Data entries
------------------------------------------------

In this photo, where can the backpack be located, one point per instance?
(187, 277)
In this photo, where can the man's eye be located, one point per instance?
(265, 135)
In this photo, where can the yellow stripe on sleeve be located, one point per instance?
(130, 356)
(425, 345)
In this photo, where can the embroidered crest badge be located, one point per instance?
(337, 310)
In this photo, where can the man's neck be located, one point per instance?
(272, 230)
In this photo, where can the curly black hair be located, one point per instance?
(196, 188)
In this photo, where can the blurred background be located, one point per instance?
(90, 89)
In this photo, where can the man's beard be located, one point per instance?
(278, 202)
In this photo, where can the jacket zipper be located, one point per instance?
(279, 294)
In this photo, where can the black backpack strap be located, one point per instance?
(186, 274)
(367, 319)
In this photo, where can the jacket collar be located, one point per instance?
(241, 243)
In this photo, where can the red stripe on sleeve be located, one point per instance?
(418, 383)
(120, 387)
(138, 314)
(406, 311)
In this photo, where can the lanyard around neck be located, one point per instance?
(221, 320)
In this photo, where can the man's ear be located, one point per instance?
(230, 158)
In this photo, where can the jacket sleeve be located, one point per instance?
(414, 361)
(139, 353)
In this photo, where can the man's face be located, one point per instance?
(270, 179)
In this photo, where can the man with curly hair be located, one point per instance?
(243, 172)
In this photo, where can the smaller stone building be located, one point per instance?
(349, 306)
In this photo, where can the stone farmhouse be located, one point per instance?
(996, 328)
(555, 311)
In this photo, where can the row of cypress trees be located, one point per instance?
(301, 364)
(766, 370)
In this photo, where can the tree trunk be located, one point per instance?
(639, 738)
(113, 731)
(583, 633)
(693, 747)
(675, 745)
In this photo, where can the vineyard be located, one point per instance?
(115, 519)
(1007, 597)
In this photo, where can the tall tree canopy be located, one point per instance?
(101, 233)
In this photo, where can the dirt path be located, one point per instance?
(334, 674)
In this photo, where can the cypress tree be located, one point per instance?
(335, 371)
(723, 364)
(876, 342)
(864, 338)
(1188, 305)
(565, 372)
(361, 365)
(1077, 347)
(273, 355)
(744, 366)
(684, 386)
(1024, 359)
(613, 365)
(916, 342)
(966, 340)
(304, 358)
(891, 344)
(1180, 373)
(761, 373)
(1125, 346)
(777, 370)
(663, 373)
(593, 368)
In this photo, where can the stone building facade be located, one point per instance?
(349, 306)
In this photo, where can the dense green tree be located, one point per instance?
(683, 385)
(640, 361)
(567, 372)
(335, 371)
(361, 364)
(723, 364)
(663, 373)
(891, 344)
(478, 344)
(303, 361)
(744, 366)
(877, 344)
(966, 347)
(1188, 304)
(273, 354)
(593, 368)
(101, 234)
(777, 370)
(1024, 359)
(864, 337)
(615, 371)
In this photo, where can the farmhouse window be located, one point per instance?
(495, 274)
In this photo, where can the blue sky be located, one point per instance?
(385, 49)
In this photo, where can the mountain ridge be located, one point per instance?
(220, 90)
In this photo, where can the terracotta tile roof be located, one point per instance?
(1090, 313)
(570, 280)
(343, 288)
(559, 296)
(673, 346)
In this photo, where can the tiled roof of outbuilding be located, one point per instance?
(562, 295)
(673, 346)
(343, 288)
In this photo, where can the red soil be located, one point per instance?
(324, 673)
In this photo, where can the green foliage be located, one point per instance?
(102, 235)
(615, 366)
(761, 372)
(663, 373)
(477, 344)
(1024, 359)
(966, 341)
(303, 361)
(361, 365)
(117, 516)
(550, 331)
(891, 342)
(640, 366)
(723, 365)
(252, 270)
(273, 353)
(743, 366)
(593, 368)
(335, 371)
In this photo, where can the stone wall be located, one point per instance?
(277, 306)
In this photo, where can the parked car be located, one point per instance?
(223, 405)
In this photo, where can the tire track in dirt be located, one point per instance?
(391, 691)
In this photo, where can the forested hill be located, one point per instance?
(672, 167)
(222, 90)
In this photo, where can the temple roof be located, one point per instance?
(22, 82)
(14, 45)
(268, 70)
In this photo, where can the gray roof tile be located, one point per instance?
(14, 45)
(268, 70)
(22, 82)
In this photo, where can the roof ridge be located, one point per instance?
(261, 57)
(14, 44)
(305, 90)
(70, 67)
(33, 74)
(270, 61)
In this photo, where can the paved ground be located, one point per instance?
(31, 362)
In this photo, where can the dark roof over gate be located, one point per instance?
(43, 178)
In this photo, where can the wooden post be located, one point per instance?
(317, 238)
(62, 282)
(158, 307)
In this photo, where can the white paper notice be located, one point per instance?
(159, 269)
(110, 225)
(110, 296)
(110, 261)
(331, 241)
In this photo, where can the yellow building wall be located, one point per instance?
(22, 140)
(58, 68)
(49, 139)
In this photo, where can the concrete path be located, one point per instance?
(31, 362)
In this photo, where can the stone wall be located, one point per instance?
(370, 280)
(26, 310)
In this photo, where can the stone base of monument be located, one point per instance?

------------------------------------------------

## TASK OBJECTIVE
Without leaving anything out, give the entries again exactly.

## SOLUTION TO THE EXERCISE
In this photo, where can the backpack be located, one point per instance?
(187, 277)
In this photo, where can the man's eye be located, one point per instance?
(265, 135)
In this photo, where can the yellow stripe on sleeve be located, one point per instance?
(130, 356)
(425, 345)
In this photo, where can the embroidered crest badge be located, one point per instance?
(337, 310)
In this photo, where can the man's neck be located, one point per instance?
(272, 230)
In this photo, where can the curly black hair be located, one point per instance?
(196, 188)
In this photo, where can the blurred background be located, one point per instance?
(90, 89)
In this photo, where can the man's beard be located, one point per instance?
(278, 202)
In this photo, where can the jacket zipper be located, one point per instance?
(279, 294)
In this photo, where can the black backpack strap be located, one point per instance?
(186, 274)
(367, 319)
In this photo, where can the jacket collar be located, one point per instance?
(241, 243)
In this photo, where can the red stripe on sleeve be located, one point per instance?
(418, 383)
(120, 387)
(138, 314)
(406, 311)
In this photo, where can the lanyard around neck be located, one point per instance?
(221, 320)
In this photo, where can the man's ear be located, one point per instance?
(230, 158)
In this photo, where can the jacket sleeve be located, one point per instance?
(414, 361)
(139, 353)
In this photo, where can the man's face be located, one point per instance?
(270, 179)
In this photo, where can the man with curly hair be located, one point per instance?
(243, 172)
In this photo, where can the smaller stone building be located, one point per instance?
(349, 306)
In this photo, where can the stone farmhouse be located, one point per instance?
(996, 328)
(555, 311)
In this photo, where can the row of cypress trees be located, one point per instance?
(301, 364)
(766, 370)
In this photo, where can the tree trunk be located, one point per instance?
(639, 738)
(113, 731)
(583, 633)
(693, 747)
(675, 745)
In this photo, where can the vineyard be located, one point per instance?
(115, 519)
(1007, 597)
In this photo, where can the tall tree canopy be located, one point per instance?
(101, 233)
In this photo, where can the dirt path be located, one point per instance?
(334, 674)
In this photo, where can the cypress tree be located, one point per instance?
(335, 371)
(723, 364)
(876, 342)
(864, 338)
(1188, 305)
(565, 372)
(361, 365)
(1077, 347)
(273, 355)
(744, 366)
(684, 386)
(1024, 359)
(613, 365)
(916, 342)
(966, 340)
(304, 358)
(891, 344)
(1180, 373)
(761, 373)
(1125, 346)
(777, 370)
(663, 373)
(593, 368)
In this photo, where can the stone building facade be located, one point per instance?
(349, 306)
In this photo, where can the dense green tree be located, one point per instance?
(683, 385)
(640, 361)
(567, 372)
(335, 371)
(361, 364)
(723, 364)
(663, 373)
(891, 344)
(478, 344)
(303, 361)
(744, 366)
(877, 344)
(966, 347)
(1188, 304)
(273, 354)
(593, 368)
(101, 234)
(777, 370)
(1024, 359)
(864, 337)
(615, 371)
In this photo, where can the farmhouse window be located, one point per instance?
(495, 274)
In this photo, where can the blue sky be located, one point per instance?
(385, 49)
In this photo, where can the mountain ridge be located, one point per instance?
(220, 90)
In this photo, where can the terracotta tile roof be located, one point per instance?
(1090, 313)
(570, 280)
(343, 288)
(559, 296)
(673, 346)
In this photo, where can the tiled roof of outbuilding be located, one point per instance?
(562, 295)
(673, 346)
(343, 288)
In this photo, where can the red soil be located, one point per instance?
(324, 673)
In this photo, where can the green foliage be located, one point per instance?
(102, 235)
(615, 366)
(761, 372)
(663, 373)
(477, 344)
(1024, 359)
(966, 341)
(303, 361)
(361, 365)
(117, 516)
(550, 331)
(891, 342)
(640, 366)
(723, 365)
(252, 270)
(273, 353)
(743, 366)
(593, 368)
(335, 371)
In this photo, where can the stone wall be located, one point per instance?
(277, 306)
In this photo, where can the parked car be located, one point per instance?
(223, 405)
In this photo, where can the tire track in dirt be located, one point per instance?
(391, 691)
In this photo, where can the forested hill be located, one point per instance?
(672, 167)
(222, 90)
In this photo, where can the temple roof be located, one point per instance?
(22, 82)
(14, 45)
(268, 70)
In this photo, where can the gray roof tile be located, one point per instance?
(14, 45)
(268, 70)
(22, 82)
In this photo, where can the roof ridge be located, one point per instance?
(261, 57)
(14, 44)
(305, 90)
(70, 67)
(33, 74)
(270, 61)
In this photo, where can the paved ground be located, one point per instance?
(31, 362)
In this photo, where can the dark roof over gate be located, one point per instance?
(43, 178)
In this photo, where can the wooden post be located, one point per instance?
(317, 238)
(62, 282)
(158, 307)
In this photo, where can the white paper notice be located, one point per instance?
(159, 269)
(110, 225)
(110, 296)
(110, 261)
(331, 241)
In this photo, where can the yellow building wall be located, one point per instance?
(22, 140)
(58, 68)
(49, 139)
In this photo, where can the concrete path be located, one point per instance?
(31, 362)
In this photo, where can the stone wall be located, one point per instance?
(370, 280)
(26, 310)
In this photo, where can the stone base of monument be located, one point per instance?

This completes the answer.